START Dataset entries
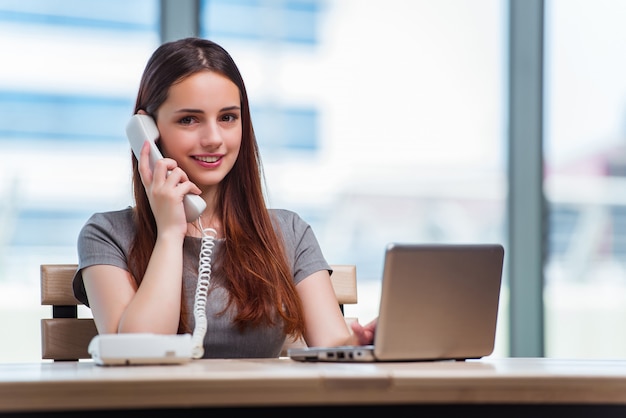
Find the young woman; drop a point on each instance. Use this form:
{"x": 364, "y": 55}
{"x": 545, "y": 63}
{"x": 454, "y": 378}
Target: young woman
{"x": 138, "y": 267}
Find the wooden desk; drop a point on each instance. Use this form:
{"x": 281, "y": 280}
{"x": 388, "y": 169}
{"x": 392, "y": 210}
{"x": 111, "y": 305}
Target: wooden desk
{"x": 490, "y": 387}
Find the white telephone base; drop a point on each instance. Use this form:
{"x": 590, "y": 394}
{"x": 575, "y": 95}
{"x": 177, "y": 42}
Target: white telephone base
{"x": 140, "y": 348}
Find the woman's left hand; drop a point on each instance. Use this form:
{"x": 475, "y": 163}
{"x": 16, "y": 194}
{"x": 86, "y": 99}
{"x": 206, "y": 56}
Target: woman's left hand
{"x": 364, "y": 334}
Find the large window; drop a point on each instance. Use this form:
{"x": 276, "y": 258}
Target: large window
{"x": 585, "y": 184}
{"x": 405, "y": 103}
{"x": 69, "y": 75}
{"x": 378, "y": 121}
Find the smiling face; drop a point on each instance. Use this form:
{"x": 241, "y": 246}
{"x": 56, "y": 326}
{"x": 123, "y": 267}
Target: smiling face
{"x": 200, "y": 127}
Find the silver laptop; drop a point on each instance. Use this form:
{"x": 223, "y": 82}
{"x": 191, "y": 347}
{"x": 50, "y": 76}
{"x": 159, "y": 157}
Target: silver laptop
{"x": 438, "y": 302}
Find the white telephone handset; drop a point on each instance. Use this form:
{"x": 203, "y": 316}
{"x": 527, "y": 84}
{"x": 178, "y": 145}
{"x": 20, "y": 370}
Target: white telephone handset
{"x": 141, "y": 128}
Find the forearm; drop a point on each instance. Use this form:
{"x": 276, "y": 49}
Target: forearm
{"x": 156, "y": 306}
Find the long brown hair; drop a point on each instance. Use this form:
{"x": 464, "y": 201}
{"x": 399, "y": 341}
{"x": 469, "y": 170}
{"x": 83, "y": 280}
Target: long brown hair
{"x": 255, "y": 268}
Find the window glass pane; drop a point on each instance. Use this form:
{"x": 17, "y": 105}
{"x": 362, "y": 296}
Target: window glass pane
{"x": 401, "y": 106}
{"x": 585, "y": 184}
{"x": 68, "y": 81}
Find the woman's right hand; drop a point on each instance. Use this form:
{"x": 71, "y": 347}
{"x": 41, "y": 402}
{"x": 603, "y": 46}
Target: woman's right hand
{"x": 166, "y": 187}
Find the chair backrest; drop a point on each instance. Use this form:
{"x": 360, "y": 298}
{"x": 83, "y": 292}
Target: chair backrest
{"x": 65, "y": 336}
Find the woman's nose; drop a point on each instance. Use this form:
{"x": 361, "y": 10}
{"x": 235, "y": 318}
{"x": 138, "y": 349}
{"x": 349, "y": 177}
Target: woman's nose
{"x": 210, "y": 136}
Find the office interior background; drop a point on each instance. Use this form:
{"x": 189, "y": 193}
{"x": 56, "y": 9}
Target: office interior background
{"x": 443, "y": 121}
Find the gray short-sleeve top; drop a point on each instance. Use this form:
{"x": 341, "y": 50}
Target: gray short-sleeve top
{"x": 106, "y": 239}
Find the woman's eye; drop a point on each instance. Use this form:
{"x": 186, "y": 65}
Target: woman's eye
{"x": 186, "y": 120}
{"x": 229, "y": 118}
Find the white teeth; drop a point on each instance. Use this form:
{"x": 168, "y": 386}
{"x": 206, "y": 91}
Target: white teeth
{"x": 207, "y": 159}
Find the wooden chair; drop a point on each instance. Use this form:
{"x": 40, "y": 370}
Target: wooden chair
END Dataset entries
§ Activity
Transcribe the listing above in full and exactly; no pictures belong in the copy.

§ Task response
Find the young woman; drop a point on each instance. Use this form:
{"x": 364, "y": 55}
{"x": 545, "y": 63}
{"x": 454, "y": 378}
Target: young woman
{"x": 138, "y": 267}
Find the wooden desk; drop a point on each instance. Use this form:
{"x": 281, "y": 280}
{"x": 388, "y": 169}
{"x": 392, "y": 210}
{"x": 111, "y": 305}
Target: wooden desk
{"x": 490, "y": 387}
Find the white telephone base; drop a point on each instance. Use this form:
{"x": 590, "y": 394}
{"x": 575, "y": 95}
{"x": 177, "y": 42}
Target: white telephone base
{"x": 140, "y": 348}
Find the woman's left hand; drop a point on each instance. Use this form:
{"x": 475, "y": 163}
{"x": 16, "y": 194}
{"x": 86, "y": 99}
{"x": 206, "y": 56}
Target: woman's left hand
{"x": 364, "y": 334}
Find the large window; drop a point on each instance. Use this form:
{"x": 276, "y": 258}
Target: large window
{"x": 585, "y": 184}
{"x": 405, "y": 103}
{"x": 69, "y": 75}
{"x": 378, "y": 121}
Find the smiling face; drop a point on each instance. Use this form:
{"x": 241, "y": 246}
{"x": 56, "y": 326}
{"x": 123, "y": 267}
Target: smiling face
{"x": 200, "y": 127}
Find the silver laptop; drop a point on each instance. Use this form:
{"x": 223, "y": 82}
{"x": 191, "y": 347}
{"x": 50, "y": 76}
{"x": 159, "y": 157}
Target: silver laptop
{"x": 438, "y": 302}
Find the white telephone handset; drop a point on each instance. Use this form:
{"x": 203, "y": 316}
{"x": 527, "y": 84}
{"x": 178, "y": 145}
{"x": 20, "y": 370}
Target: white telephone handset
{"x": 141, "y": 128}
Find the forearm; drop a point on each instance. Use this form:
{"x": 276, "y": 49}
Target: forearm
{"x": 156, "y": 306}
Find the long brown hair; drop a point on each instance. Use this form:
{"x": 464, "y": 201}
{"x": 399, "y": 341}
{"x": 469, "y": 170}
{"x": 83, "y": 280}
Target: long brown hair
{"x": 255, "y": 268}
Find the window glass pane; drop a point on each instance. Use this form:
{"x": 17, "y": 105}
{"x": 362, "y": 296}
Target: window glass pane
{"x": 401, "y": 106}
{"x": 585, "y": 184}
{"x": 68, "y": 81}
Find the woman's right hand; drop a point on each instance. Use this form:
{"x": 71, "y": 347}
{"x": 41, "y": 402}
{"x": 603, "y": 46}
Target: woman's right hand
{"x": 166, "y": 187}
Find the chair backrest; drop a point on each instance. Use this form:
{"x": 360, "y": 298}
{"x": 83, "y": 292}
Target: chair backrest
{"x": 65, "y": 336}
Find the woman's nose; drop a point on each instance. Use this form:
{"x": 361, "y": 10}
{"x": 235, "y": 318}
{"x": 138, "y": 349}
{"x": 349, "y": 177}
Target: woman's nose
{"x": 210, "y": 136}
Find the office interior background; drop a point on each instance. Use this form:
{"x": 189, "y": 193}
{"x": 56, "y": 9}
Target: office interior background
{"x": 443, "y": 121}
Find the gray short-sleeve top; drop a point on each instance. Use this form:
{"x": 341, "y": 50}
Target: gray short-sleeve top
{"x": 106, "y": 239}
Find the woman's eye; drop a point on each instance. Use this form:
{"x": 186, "y": 65}
Target: woman's eye
{"x": 186, "y": 120}
{"x": 229, "y": 118}
Find the white teeth; drop a point on each instance. Use this form:
{"x": 168, "y": 386}
{"x": 206, "y": 91}
Target: white teeth
{"x": 207, "y": 159}
Find the wooden chair; drop a point on each instance. Use this form:
{"x": 40, "y": 370}
Target: wooden chair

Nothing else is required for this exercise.